EXERCISE: Copy out the entries below word for word, from the line containing "Note to the class: point to the blonde" down to the last line of the entries, including both of those lines.

=====

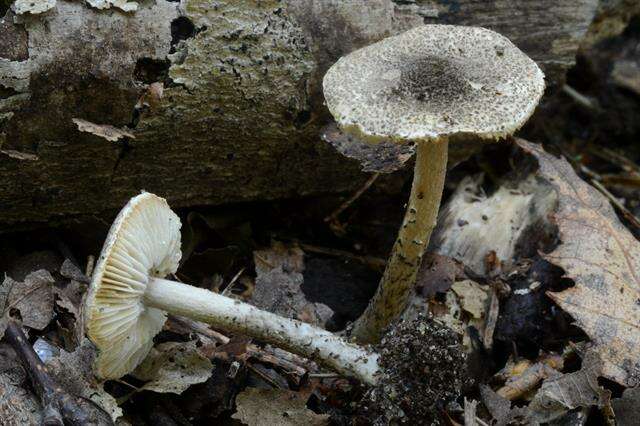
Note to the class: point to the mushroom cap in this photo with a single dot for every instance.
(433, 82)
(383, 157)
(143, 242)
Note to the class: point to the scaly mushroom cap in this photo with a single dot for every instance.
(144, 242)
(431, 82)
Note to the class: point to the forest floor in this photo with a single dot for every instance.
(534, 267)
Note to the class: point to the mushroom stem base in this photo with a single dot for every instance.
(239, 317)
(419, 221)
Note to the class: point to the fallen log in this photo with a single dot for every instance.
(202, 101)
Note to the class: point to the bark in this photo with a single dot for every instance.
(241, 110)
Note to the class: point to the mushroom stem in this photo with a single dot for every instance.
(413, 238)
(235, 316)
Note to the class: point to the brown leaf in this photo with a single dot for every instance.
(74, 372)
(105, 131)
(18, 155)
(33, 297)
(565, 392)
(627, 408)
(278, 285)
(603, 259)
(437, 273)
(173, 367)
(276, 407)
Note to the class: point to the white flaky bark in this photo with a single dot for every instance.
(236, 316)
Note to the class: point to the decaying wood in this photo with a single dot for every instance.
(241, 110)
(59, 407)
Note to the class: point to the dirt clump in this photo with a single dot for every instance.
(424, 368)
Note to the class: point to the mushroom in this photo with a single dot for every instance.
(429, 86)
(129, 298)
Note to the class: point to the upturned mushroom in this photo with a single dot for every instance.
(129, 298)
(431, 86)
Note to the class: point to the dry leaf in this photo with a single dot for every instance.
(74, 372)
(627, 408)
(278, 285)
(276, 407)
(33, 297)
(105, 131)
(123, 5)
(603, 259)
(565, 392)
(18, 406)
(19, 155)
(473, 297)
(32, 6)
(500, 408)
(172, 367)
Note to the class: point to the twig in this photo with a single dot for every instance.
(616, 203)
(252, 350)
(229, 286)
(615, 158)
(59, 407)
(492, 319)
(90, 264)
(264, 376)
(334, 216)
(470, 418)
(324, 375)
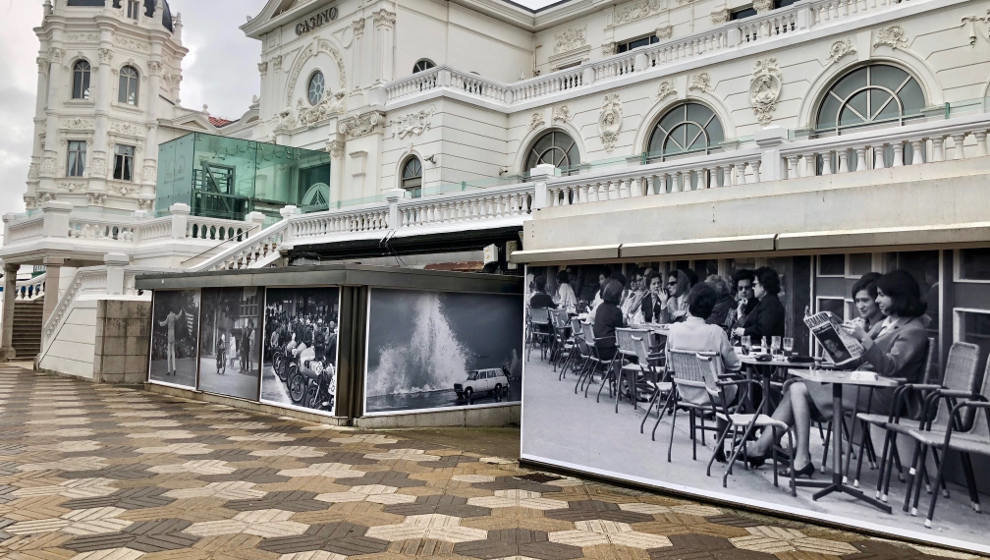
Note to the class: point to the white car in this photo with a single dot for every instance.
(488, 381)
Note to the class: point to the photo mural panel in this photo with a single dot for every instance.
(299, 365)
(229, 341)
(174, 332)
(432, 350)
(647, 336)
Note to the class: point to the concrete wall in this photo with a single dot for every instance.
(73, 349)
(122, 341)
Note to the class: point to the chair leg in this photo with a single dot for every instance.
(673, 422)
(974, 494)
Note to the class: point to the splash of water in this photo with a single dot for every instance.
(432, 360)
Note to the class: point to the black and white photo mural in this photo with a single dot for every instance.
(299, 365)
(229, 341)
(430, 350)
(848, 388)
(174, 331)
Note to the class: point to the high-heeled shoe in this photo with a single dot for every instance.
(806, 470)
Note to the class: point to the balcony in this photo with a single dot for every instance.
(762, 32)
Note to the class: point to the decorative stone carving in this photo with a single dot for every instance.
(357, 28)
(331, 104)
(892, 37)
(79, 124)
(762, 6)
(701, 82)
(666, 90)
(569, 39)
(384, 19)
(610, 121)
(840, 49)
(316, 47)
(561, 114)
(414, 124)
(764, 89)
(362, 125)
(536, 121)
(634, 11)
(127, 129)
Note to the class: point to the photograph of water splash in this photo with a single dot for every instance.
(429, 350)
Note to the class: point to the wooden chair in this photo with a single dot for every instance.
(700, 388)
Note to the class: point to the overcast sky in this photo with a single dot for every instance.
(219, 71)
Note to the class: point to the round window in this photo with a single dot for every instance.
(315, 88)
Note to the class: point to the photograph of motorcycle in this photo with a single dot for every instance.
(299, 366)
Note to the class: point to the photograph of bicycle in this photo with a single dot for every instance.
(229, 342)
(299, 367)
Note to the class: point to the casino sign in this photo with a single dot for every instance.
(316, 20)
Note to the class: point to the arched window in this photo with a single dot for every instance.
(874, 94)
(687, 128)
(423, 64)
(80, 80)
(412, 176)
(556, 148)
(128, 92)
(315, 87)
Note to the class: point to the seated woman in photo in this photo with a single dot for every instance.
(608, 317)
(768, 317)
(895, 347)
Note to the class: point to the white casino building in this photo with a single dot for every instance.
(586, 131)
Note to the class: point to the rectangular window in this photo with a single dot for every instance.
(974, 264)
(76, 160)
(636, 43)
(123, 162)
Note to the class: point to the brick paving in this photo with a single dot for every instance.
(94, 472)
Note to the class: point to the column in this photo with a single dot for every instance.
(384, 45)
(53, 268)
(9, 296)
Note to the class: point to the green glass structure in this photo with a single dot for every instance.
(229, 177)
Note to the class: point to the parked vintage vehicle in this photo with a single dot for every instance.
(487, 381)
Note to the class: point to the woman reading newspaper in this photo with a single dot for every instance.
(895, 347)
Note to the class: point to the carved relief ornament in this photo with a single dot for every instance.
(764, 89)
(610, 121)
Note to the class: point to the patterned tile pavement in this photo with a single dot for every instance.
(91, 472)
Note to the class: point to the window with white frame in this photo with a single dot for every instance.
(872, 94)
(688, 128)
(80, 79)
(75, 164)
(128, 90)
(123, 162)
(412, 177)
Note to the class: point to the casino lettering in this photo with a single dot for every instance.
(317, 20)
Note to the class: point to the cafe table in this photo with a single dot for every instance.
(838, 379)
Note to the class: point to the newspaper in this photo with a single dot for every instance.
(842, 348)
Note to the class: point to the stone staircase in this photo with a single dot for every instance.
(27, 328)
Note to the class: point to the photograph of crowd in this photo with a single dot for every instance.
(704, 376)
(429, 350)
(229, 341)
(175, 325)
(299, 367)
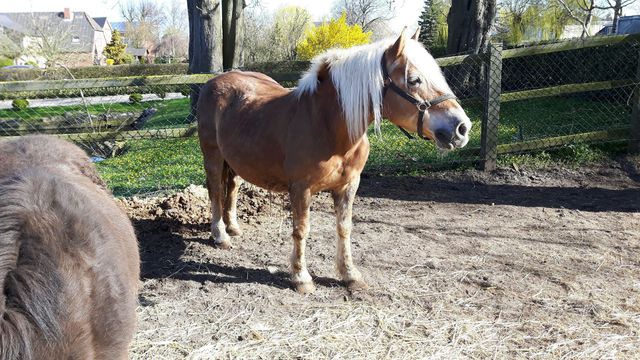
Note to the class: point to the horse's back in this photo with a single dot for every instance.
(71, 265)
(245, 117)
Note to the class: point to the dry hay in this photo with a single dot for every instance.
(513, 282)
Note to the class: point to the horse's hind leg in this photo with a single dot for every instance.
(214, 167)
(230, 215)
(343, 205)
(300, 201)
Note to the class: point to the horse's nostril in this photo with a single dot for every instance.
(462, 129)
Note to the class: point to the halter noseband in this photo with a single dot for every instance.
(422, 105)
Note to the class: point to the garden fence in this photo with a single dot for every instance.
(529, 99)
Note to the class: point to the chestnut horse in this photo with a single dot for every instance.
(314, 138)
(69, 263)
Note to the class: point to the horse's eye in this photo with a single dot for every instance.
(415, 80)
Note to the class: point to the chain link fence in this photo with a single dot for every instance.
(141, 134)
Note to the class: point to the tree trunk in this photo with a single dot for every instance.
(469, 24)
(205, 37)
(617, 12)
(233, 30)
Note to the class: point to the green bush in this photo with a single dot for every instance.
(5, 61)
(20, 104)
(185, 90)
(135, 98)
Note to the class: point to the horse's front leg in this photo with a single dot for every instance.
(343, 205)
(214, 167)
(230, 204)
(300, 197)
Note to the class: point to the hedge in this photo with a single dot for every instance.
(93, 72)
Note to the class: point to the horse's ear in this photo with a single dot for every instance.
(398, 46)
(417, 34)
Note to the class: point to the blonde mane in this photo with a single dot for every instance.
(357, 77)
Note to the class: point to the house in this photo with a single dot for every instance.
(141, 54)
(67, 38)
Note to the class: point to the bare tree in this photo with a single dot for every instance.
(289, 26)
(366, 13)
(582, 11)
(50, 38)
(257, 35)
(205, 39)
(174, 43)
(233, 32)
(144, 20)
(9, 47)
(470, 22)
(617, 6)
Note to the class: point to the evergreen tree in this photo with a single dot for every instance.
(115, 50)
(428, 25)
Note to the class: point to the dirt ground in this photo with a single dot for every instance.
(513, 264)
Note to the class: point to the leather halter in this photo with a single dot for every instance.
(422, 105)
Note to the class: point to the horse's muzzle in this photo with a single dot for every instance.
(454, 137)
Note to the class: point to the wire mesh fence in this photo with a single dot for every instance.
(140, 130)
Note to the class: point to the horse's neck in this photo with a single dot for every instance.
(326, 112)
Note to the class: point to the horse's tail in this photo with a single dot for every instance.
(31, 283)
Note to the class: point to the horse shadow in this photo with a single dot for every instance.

=====

FINISHED ANSWER:
Note to the class: point to the blonde mane in this photo with a single dot for every instance.
(357, 77)
Note to the class: point to the house in this photo with a single dot for every instance.
(141, 54)
(67, 38)
Note to the class: point to the bare tree in this photo with a single dot for every instance.
(289, 26)
(366, 13)
(582, 11)
(50, 38)
(257, 35)
(205, 39)
(174, 43)
(233, 32)
(144, 20)
(9, 47)
(470, 22)
(617, 6)
Note to the class: point to the evergreen tree in this photo with a single dot for every instance.
(115, 50)
(428, 25)
Note to the class: point to the dirt ground in this photo with a single dot for every instance.
(513, 264)
Note to the class: point to the leather halter in this photo with a single dot for every instance.
(422, 105)
Note to the class: point to the horse's muzzle in this photo with a single dot for every instance.
(454, 137)
Note to the class: point to the wire mesh fence in this photo with a single dot for every instance.
(140, 130)
Note to the class: point to the horse's neck in this photo with a single dot for every instance.
(326, 112)
Note to the class: point to the horse's tail in this photo with a single dot for every instance.
(31, 283)
Note to the class: point to the horse shadow in this photo with a single dot for every instance.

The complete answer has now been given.